Записи с точечным указанием размеченных объектов
════════════════
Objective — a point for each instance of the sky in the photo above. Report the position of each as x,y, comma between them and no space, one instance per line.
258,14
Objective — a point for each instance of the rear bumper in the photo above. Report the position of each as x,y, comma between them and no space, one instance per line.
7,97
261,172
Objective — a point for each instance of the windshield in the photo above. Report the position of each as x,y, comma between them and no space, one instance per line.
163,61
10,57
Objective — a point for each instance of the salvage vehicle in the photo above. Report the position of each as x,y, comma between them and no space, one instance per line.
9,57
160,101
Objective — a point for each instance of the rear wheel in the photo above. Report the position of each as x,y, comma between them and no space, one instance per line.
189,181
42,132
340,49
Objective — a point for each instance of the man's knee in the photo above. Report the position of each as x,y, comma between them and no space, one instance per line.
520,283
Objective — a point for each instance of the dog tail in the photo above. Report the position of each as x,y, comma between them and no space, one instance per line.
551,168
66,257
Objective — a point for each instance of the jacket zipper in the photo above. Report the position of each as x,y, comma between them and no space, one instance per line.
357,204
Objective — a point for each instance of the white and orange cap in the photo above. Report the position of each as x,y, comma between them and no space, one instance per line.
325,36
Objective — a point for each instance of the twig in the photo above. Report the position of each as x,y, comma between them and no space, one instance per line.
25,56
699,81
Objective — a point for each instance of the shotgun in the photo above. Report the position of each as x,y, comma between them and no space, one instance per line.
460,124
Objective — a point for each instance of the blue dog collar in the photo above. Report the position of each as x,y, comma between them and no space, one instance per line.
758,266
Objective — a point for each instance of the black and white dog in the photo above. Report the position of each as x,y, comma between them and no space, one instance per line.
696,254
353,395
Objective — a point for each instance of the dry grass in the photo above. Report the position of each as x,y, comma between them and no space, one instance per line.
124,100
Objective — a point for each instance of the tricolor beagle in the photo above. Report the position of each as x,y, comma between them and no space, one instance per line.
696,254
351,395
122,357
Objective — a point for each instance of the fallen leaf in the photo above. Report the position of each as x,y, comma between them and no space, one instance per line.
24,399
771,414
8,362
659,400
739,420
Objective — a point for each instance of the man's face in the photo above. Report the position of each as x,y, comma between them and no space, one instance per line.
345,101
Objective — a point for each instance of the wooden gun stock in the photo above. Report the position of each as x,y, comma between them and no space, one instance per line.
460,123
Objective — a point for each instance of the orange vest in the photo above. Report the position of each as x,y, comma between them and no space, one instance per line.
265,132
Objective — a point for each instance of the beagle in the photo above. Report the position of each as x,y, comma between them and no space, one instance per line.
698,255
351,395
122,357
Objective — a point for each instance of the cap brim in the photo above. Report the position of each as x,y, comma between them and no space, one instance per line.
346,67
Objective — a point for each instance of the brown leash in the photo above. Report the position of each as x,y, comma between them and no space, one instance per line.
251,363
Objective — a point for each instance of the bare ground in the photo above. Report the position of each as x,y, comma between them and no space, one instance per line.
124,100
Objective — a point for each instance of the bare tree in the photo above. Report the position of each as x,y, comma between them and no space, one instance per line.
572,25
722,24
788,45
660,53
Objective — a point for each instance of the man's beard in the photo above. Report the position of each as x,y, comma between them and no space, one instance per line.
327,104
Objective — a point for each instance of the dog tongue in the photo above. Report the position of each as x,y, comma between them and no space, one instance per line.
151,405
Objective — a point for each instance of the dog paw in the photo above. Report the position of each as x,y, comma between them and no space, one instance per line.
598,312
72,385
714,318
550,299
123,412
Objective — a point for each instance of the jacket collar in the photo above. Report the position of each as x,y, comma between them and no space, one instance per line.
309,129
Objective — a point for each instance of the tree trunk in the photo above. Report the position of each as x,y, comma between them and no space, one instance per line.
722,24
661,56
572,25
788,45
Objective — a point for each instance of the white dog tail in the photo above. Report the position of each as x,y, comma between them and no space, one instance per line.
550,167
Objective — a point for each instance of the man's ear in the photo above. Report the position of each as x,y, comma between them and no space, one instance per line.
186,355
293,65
════════════════
- Задача -
Перепишите без изменений строки перечня выше от строки, содержащей «Objective — a point for each instance of the man's ear», до конца перечня включительно.

- Полное решение -
Objective — a point for each instance of the man's ear in the photo above. Report the position of each as x,y, comma between them and no space, one instance per line.
186,355
293,65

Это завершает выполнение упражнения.